■ Your tasks ■
A. In the fireplace chimney thread, what chimney fire temperature must a listed stainless steel chimney pass for woodstoves and EPA fireplaces?
B. Retype the passage from the fireplace chimney thread word for word, starting at "Factory built fireplaces" and ending at "and EPA fireplaces.".

■ Source passage ■
<<<<

# Masonry chimney on new EPA fireplace?



## GregWCIL (Apr 1, 2008)

On new construction, the fireplace dealer quoted dual-wall stainless chimney at an outrageous price. The fireplace is setting on concrete supported down to the footings and will have a real stone exterior all the way up. My stone mason subcontractor suggested he install a clay tile chimney instead of the stainless? I think it would be cheaper.

This is an EPA certified low-emission fireplace which may have higher combustion temps than a masonry fireplace. Does that affect the chimney material choice?

Thanks,
Greg


----------



## Hearthman (Oct 28, 2008)

*factory chimneys*

You cannot modify listed fireplaces, chimneys or terminations. You can install a listed EPA certfied fireplace/ stove hybrid and use a copper version of a clay pot that is tested and listed for that particular model fireplace if it is one of the HHT models such as the Quadrafire 7100i, Heatilator Constitution or Heat & Glo Northstar. They are all essentially the same fireplace all built at the Quad plant in Colleville, Wa, with separate branding of these HHT brands. Therefore, all three have been tested and listed for use with their specific copper pots that look identical to some on the web but in fact have specific internal differences. This maintains the warranty and listing. 

If you put a clay pot over any air cooled chimney, you defeat the primary cooling system and will burn the house down. If you try to install a terra cotta clay flue lining, you will burn the house down. 

Factory built fireplaces use very specific chimneys that are tested and listed for use with that model Fp. They have specific starter collars where it attaches to the Fp and specific termination caps. You cannot modify any of these. 

FYI, terra cotta is an obscolete building material that should be banned. It is rarely if ever properly installed and even so, it fails miserably, which is why the codes require cleanouts---planned failure. Under ASTM C-315, there is no temperature testing for flue tile---none! That's because they know it will fail. Compare that to a listed stainless steel chimney that has passed three chimney fire conditions of either 1,700F for regular fireplaces or 2,100F for woodstoves and EPA fireplaces.


----------



## CJKarl (Nov 21, 2006)

Hearthman said:


> You cannot modify listed fireplaces, chimneys or terminations. You can install a listed EPA certfied fireplace/ stove hybrid and use a copper version of a clay pot that is tested and listed for that particular model fireplace if it is one of the HHT models such as the Quadrafire 7100i, Heatilator Constitution or Heat & Glo Northstar. They are all essentially the same fireplace all built at the Quad plant in Colleville, Wa, with separate branding of these HHT brands. Therefore, all three have been tested and listed for use with their specific copper pots that look identical to some on the web but in fact have specific internal differences. This maintains the warranty and listing.
> 
> If you put a clay pot over any air cooled chimney, you defeat the primary cooling system and will burn the house down. If you try to install a terra cotta clay flue lining, you will burn the house down.
> 
> ...



That's awesome Hearthman, I think you're going to become very popular around here.


----------



## Tscarborough (Feb 25, 2006)

Not with me. You can keep your crappy metal fireboxes that MIGHT last 20 years. I will stick with 100% masonry ones, since I have seen 200 + year old ones (and read of 400 year old ones) that have been used constantly for the entire period with no more maintenance than a cleaning every couple of years.

>>>>

■ Supplied data ■
<<<<

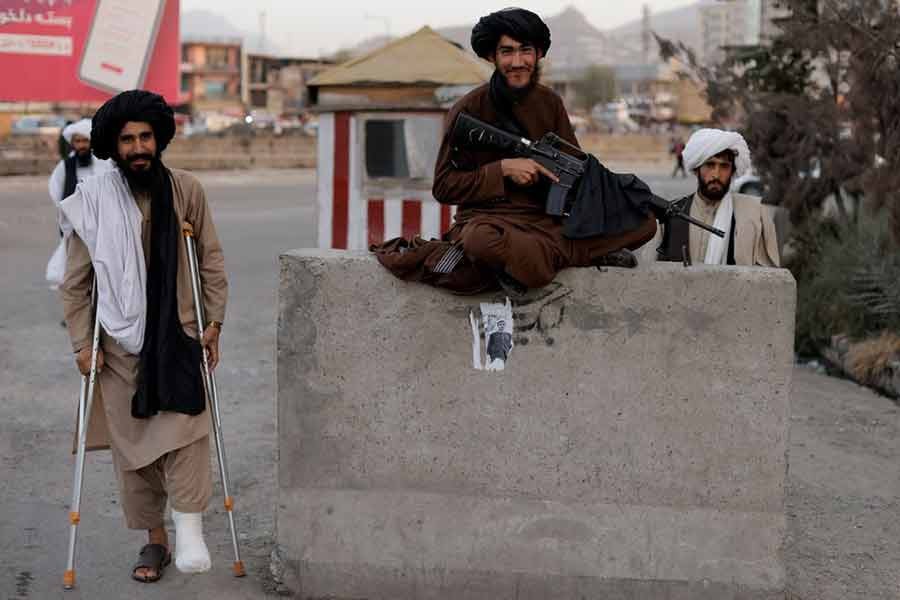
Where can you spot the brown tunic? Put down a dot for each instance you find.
(138, 442)
(473, 179)
(501, 225)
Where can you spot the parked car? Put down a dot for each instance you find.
(50, 125)
(749, 183)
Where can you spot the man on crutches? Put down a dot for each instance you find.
(125, 228)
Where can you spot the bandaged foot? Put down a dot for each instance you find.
(191, 553)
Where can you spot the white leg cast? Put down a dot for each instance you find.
(191, 553)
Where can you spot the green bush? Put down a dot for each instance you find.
(848, 281)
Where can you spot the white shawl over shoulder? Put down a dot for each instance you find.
(104, 214)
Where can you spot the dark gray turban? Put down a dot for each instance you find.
(520, 24)
(134, 105)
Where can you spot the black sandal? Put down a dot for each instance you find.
(152, 556)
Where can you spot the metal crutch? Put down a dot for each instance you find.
(212, 395)
(85, 401)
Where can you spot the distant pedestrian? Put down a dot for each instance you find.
(677, 149)
(78, 165)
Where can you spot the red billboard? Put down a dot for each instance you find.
(87, 50)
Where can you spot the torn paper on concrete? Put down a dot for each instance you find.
(498, 331)
(476, 341)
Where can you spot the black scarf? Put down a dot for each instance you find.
(169, 376)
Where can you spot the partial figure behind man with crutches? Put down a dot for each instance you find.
(155, 354)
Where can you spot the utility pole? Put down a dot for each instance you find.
(262, 31)
(385, 20)
(646, 36)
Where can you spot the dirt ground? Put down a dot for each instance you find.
(844, 480)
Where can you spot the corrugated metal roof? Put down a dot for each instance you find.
(424, 57)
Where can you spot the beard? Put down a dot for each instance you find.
(533, 80)
(714, 194)
(142, 178)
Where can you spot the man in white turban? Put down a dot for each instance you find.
(716, 157)
(79, 165)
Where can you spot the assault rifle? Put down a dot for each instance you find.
(473, 133)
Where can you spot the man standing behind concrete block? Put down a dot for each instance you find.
(501, 227)
(716, 157)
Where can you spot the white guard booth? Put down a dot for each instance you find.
(375, 173)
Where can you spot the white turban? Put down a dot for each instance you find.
(82, 128)
(706, 143)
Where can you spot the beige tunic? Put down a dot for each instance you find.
(138, 442)
(755, 240)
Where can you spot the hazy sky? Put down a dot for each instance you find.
(315, 27)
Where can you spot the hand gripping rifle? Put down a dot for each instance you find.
(470, 132)
(473, 133)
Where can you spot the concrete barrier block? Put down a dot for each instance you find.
(633, 447)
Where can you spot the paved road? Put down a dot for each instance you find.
(844, 532)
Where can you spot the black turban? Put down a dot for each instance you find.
(134, 105)
(520, 24)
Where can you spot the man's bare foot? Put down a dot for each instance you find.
(157, 535)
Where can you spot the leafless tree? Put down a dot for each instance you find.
(819, 105)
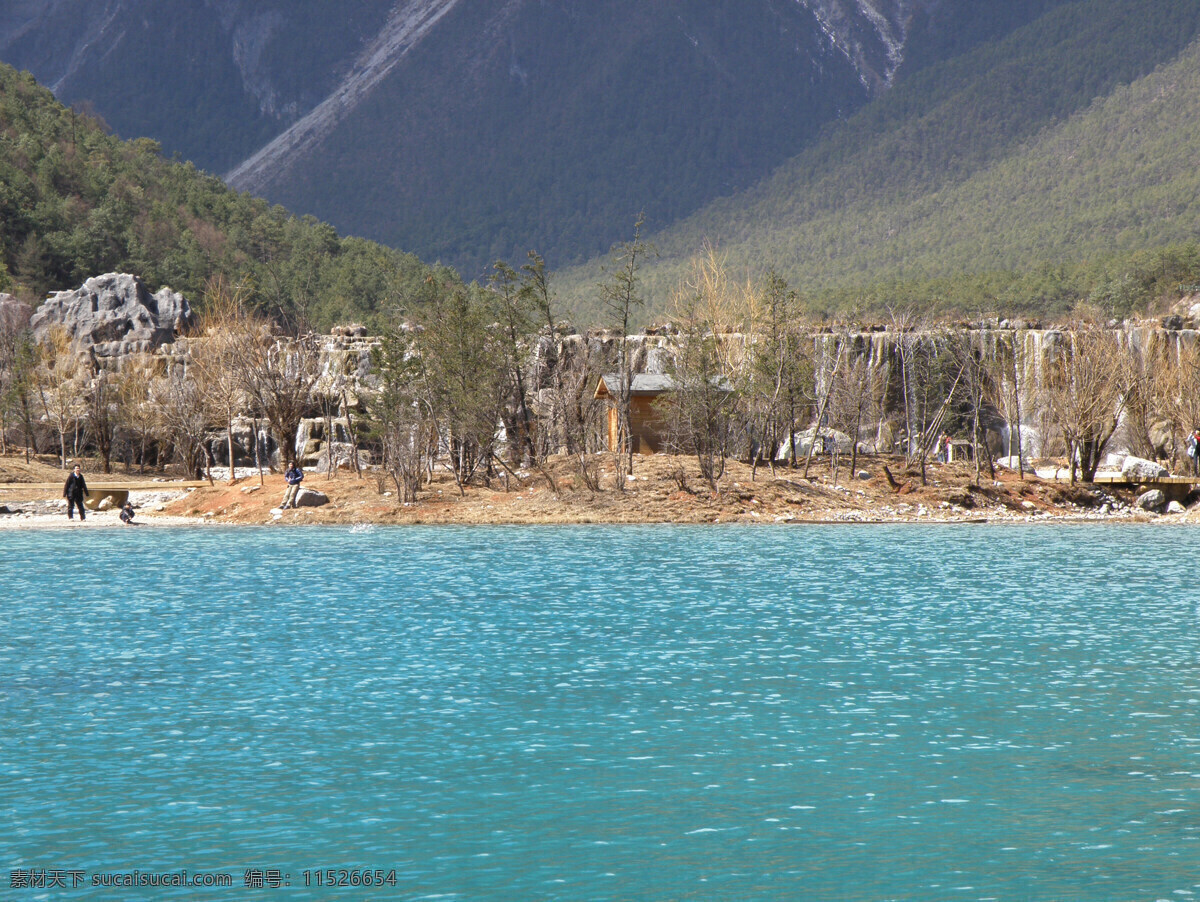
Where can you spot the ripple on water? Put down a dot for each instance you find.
(811, 713)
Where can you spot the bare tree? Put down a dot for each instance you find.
(59, 380)
(18, 362)
(277, 374)
(1180, 384)
(181, 419)
(855, 400)
(779, 372)
(1086, 386)
(622, 299)
(226, 342)
(401, 413)
(102, 415)
(700, 408)
(463, 362)
(133, 389)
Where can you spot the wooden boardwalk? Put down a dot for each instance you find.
(1157, 481)
(93, 487)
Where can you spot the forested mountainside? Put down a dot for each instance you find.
(77, 202)
(468, 130)
(1055, 166)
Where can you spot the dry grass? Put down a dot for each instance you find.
(663, 489)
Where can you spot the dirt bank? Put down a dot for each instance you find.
(663, 489)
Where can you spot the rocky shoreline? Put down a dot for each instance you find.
(661, 489)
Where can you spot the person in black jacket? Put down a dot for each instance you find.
(75, 491)
(294, 476)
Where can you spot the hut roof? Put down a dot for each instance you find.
(641, 384)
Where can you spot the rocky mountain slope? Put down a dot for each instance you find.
(468, 130)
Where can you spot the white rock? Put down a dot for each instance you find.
(1151, 500)
(1135, 468)
(310, 498)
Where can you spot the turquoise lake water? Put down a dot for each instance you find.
(659, 713)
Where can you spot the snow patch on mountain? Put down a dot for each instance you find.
(408, 23)
(871, 34)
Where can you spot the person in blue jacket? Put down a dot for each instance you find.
(293, 476)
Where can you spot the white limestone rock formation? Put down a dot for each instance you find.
(114, 314)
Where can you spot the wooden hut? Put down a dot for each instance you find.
(647, 427)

>>>>

■ Solutions to the tasks ■
A. 2,100F

B.
Factory built fireplaces use very specific chimneys that are tested and listed for use with that model Fp. They have specific starter collars where it attaches to the Fp and specific termination caps. You cannot modify any of these. 

FYI, terra cotta is an obscolete building material that should be banned. It is rarely if ever properly installed and even so, it fails miserably, which is why the codes require cleanouts---planned failure. Under ASTM C-315, there is no temperature testing for flue tile---none! That's because they know it will fail. Compare that to a listed stainless steel chimney that has passed three chimney fire conditions of either 1,700F for regular fireplaces or 2,100F for woodstoves and EPA fireplaces.